======== SELECTED EXTRACT
Renée Felice Smith’s inspiration for ‘Hugo and the Impossible Thing’

Renee Felice Smith on NCIS Los Angeles.
LOS ANGELES – APRIL 28: “Through the Looking Glass” — When a Naval Intelligence Officer is tortured and murdered, NCIS must work with Joelle (Elizabeth Bogush), who informs them that other CIA operatives are being killed in the same way. Also, Kensi receives a threatening postcard from David Kessler (Frank Military), the sociopath who is obsessed with her, on NCIS: LOS ANGELES, Sunday, May 16 (9:00-10:00 PM, ETPT), on the CBS Television Network. Pictured: Renée Felice Smith as Intelligence Analyst Nell Jones. Image is a screen grab. (Photo by CBS via Getty Images)

What inspired Smith and Gabriel to write Hugo and the Impossible Thing? Smith says their French bulldog, Hugo, filled them with inspiration. He experienced a health scare that many thought was impossible to overcome.

“We wrote Hugo and the Impossible Thing as a celebration,” Smith tells Showbiz Cheat Sheet. “Hugo, our canine son, recovered from a life-threatening illness. It was an inoperable brain tumor that almost everyone told us would be impossible to beat, but Hugo beat it.”
================
LIST OF TASKS:
(1) Reproduce the article on the inspiration for Hugo and the Impossible Thing, starting at "Renee Felice Smith" and ending after "via Getty Images)", and swap "Kensi" for "Callen".
(2) Summarize the article on the inspiration for Hugo and the Impossible Thing in two sentences.
(3) Write the next part of the article on the inspiration for Hugo and the Impossible Thing, continuing from its last sentence.
======== SOURCE DATA
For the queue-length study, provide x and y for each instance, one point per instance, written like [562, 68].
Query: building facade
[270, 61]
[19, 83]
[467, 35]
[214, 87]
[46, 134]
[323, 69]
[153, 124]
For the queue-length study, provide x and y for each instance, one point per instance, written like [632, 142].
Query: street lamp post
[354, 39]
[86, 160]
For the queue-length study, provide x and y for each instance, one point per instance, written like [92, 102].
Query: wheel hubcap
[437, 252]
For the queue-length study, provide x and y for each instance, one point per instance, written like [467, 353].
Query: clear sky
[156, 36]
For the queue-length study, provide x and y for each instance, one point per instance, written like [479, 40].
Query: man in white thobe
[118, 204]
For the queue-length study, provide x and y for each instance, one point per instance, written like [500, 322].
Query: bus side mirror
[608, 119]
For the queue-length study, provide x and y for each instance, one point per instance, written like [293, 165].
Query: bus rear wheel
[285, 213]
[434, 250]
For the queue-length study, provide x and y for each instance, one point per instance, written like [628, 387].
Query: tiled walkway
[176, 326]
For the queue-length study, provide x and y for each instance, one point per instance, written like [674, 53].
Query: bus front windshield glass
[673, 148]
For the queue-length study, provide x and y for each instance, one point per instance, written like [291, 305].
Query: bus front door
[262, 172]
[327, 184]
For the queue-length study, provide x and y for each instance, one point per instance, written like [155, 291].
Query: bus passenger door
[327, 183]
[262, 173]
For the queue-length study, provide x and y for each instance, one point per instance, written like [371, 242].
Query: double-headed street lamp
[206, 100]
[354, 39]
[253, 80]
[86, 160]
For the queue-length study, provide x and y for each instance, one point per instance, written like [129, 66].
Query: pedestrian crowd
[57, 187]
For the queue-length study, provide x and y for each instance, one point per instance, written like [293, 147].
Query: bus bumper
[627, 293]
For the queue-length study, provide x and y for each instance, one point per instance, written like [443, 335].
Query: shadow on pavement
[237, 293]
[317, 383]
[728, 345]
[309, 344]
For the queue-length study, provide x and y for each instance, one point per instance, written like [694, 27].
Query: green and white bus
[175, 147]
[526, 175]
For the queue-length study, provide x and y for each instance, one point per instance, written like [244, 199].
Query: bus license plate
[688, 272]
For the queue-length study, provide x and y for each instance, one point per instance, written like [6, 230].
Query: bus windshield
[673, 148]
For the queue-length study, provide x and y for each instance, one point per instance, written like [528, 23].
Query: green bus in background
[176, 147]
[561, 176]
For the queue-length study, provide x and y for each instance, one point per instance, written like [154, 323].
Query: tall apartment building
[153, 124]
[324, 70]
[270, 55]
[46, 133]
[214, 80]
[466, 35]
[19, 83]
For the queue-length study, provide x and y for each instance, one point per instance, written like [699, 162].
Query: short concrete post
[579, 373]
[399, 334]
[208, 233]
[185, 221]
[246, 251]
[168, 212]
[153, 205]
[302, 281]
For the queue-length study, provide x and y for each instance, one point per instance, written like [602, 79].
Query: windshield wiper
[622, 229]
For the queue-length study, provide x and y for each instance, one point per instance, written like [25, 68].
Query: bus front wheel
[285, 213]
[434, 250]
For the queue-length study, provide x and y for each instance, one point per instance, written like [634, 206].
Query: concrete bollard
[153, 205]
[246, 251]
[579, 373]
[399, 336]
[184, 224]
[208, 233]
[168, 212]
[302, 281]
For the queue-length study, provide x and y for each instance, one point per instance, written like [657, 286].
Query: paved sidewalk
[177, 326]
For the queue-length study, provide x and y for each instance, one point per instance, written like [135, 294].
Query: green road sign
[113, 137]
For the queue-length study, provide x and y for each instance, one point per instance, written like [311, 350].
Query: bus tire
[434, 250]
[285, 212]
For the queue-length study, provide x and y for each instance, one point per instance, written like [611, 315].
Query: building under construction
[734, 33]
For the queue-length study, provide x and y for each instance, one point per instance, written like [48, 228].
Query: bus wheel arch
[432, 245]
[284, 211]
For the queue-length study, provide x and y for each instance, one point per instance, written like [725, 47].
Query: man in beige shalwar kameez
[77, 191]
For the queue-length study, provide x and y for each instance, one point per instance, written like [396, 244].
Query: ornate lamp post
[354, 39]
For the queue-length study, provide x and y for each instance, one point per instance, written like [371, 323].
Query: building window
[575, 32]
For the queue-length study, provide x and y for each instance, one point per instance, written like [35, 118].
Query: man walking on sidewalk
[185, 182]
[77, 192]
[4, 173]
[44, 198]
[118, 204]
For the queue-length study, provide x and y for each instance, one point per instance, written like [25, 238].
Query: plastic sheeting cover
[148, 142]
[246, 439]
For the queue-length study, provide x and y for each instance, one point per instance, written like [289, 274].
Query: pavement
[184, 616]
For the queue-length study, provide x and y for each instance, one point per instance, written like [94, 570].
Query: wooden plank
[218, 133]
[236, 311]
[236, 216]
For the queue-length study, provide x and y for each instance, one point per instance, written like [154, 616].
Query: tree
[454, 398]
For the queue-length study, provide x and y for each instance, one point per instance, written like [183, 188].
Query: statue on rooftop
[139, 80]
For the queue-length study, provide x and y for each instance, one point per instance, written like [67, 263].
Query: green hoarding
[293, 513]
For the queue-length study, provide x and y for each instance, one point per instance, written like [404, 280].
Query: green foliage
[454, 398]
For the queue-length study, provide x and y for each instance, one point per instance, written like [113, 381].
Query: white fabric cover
================
RESULTS IN ORDER:
(1)
Renee Felice Smith on NCIS Los Angeles.
LOS ANGELES – APRIL 28: “Through the Looking Glass” — When a Naval Intelligence Officer is tortured and murdered, NCIS must work with Joelle (Elizabeth Bogush), who informs them that other CIA operatives are being killed in the same way. Also, Callen receives a threatening postcard from David Kessler (Frank Military), the sociopath who is obsessed with her, on NCIS: LOS ANGELES, Sunday, May 16 (9:00-10:00 PM, ETPT), on the CBS Television Network. Pictured: Renée Felice Smith as Intelligence Analyst Nell Jones. Image is a screen grab. (Photo by CBS via Getty Images)

(2) Renée Felice Smith and Gabriel were inspired to write Hugo and the Impossible Thing by their French bulldog, Hugo, who had a health scare many thought he could not overcome. Smith told Showbiz Cheat Sheet that they wrote the book as a celebration of Hugo's recovery from an inoperable brain tumor that almost everyone said would be impossible to beat.

(3)
Smith says it took a lot of effort on her and Gabriel’s part. They worked tirelessly to find a resolution. The situation was challenging because they had little time to figure out how to help Hugo.

“It was through great determination on his part and our part, and some truly brilliant doctors we found along the way,” says Smith. “Hugo made it to the other side of his illness, and we knew we wanted to share this message of inspiration with others.”

Smith and Gabriel chose to focus on overcoming the impossible because they didn’t want the book to center on a negative event. “We needed a metaphor in which to do so because we didn’t want to write a children’s book about a brain tumor, so enter the impossible thing,” says Smith. “And it’s just this labyrinth of running rivers, thorny mazes, giant boulders, towering cliffs, and it’s seemingly impossible. Really, what we’re trying to reframe is the word ‘impossible.’ ”

Renée Felice Smith’s advice to pet parents

Renee Felice Smith encourages pet parents to ask questions.
Renee Felice Smith encourages pet parents to ask questions. | Toni Anne Barson/FilmMagic

If you’re in a situation like Smith’s, and your pet is seriously ill, what should you do? Smith emphasizes it’s important to be an advocate for your pet.

“We had to ask questions,” she says. “And we couldn’t be timid about it. We were in a life-and-death situation. We knew we needed to act fast, and we needed to get the information. Ask questions; don’t be afraid to be the kid in the class with your hand raised for an extended period of time. You need to get the information. You need to find out your options and then you can make an informed decision, and we did.”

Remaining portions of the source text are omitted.